> **Instruction**
Render the material below as a Markdown table with the columns Number and Entry, giving each line its own numbered row and leaving out blank lines. Begin at the line that contains "sunglasses. Do not add anything beyond the points." and stop after the last line of the material.

> **Listing**
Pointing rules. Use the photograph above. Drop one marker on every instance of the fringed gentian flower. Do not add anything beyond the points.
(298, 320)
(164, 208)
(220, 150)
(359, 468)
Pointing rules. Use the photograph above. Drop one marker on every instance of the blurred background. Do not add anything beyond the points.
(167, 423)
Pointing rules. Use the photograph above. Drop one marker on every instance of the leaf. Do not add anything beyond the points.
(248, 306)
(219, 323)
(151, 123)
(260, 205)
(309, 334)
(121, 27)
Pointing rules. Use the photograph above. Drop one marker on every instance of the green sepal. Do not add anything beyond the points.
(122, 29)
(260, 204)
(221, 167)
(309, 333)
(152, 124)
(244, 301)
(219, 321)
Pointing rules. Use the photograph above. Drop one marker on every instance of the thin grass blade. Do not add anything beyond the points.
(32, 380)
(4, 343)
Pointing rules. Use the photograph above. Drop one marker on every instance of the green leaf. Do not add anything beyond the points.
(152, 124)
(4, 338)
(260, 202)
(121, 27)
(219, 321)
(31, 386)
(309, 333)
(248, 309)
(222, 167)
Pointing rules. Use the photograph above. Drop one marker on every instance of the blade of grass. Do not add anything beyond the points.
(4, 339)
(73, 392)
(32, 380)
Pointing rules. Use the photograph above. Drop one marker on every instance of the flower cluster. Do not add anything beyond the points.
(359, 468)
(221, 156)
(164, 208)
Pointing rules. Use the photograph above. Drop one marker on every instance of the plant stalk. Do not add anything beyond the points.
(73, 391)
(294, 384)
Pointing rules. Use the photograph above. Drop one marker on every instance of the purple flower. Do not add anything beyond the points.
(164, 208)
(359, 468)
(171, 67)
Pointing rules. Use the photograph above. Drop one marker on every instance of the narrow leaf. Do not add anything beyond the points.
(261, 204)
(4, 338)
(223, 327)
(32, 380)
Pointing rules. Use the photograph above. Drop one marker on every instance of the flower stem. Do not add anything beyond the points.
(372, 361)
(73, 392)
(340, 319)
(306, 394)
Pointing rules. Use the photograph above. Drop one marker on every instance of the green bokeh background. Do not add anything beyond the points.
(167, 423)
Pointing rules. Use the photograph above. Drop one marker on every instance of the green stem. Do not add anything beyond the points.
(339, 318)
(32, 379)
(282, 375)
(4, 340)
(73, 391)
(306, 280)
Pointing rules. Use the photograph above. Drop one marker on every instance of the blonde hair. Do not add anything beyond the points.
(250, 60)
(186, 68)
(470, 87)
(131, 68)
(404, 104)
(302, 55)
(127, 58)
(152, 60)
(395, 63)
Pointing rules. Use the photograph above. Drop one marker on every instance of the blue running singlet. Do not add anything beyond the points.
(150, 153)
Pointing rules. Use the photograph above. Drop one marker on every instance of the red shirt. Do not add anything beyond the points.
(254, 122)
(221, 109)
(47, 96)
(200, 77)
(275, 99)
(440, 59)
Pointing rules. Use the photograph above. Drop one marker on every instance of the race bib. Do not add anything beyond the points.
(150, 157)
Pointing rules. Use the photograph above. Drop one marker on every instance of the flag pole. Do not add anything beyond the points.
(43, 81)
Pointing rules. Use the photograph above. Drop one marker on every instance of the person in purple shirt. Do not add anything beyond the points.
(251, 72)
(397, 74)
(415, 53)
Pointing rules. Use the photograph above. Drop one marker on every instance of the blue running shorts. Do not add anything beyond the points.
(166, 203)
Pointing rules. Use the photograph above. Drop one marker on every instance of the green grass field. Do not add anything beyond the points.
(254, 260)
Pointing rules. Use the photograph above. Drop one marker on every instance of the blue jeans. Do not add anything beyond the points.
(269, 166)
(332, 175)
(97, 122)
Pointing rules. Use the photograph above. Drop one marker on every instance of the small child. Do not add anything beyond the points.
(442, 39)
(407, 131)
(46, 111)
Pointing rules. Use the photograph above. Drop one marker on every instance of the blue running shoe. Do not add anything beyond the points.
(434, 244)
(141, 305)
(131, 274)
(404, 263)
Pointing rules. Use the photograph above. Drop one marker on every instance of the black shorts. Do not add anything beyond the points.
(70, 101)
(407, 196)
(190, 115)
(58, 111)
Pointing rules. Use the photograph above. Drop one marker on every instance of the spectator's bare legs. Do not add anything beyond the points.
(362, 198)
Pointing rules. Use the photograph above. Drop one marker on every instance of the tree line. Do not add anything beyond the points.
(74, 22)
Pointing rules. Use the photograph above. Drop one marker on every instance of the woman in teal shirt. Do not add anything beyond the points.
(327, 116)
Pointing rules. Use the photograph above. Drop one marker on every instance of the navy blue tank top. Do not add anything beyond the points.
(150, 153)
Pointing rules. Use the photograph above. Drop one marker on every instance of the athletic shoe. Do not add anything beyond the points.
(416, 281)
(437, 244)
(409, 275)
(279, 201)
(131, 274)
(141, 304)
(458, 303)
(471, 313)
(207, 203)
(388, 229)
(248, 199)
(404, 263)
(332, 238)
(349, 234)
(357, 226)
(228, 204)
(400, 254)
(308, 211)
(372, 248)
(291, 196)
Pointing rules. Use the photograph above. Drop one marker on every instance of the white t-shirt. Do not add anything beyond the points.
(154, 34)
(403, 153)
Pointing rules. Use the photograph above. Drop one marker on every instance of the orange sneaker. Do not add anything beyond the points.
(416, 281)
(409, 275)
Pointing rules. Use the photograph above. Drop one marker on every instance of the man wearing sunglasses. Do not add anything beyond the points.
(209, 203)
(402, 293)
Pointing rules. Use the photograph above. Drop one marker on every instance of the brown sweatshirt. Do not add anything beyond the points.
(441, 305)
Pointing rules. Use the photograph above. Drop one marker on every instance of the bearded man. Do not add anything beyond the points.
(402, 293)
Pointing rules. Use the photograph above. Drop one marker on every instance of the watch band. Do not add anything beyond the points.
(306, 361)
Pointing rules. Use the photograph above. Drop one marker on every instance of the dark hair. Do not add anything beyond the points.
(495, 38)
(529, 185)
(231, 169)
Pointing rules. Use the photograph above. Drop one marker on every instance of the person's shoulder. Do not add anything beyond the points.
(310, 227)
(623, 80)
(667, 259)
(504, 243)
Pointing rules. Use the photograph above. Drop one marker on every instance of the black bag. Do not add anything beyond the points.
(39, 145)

> **Solution to this problem**
| Number | Entry |
|---|---|
| 1 | Pointing rules. Use the photograph above. Drop one marker on every instance of the man wearing sunglasses. Do not add anything beyond the points. |
| 2 | (209, 203) |
| 3 | (402, 293) |
| 4 | Pointing rules. Use the photograph above. Drop one marker on every instance of the brown sweatshirt. Do not add anything beyond the points. |
| 5 | (441, 305) |
| 6 | Pointing rules. Use the photograph above. Drop one marker on every instance of the bearded man. Do not add anything beyond the points. |
| 7 | (402, 293) |
| 8 | Pointing rules. Use the photograph above. Drop one marker on every instance of the watch band. Do not add anything beyond the points. |
| 9 | (306, 361) |
| 10 | Pointing rules. Use the photograph above. Drop one marker on every instance of the dark hair. Do not add anything beyond the points. |
| 11 | (495, 38) |
| 12 | (529, 185) |
| 13 | (231, 169) |
| 14 | Pointing rules. Use the photograph above. Drop one marker on every instance of the person's shoulder. Do not add anything beyond the points. |
| 15 | (310, 227) |
| 16 | (623, 80) |
| 17 | (667, 259) |
| 18 | (504, 243) |
| 19 | Pointing rules. Use the photograph above. Drop one marker on every instance of the black bag. Do not add anything beyond the points. |
| 20 | (39, 145) |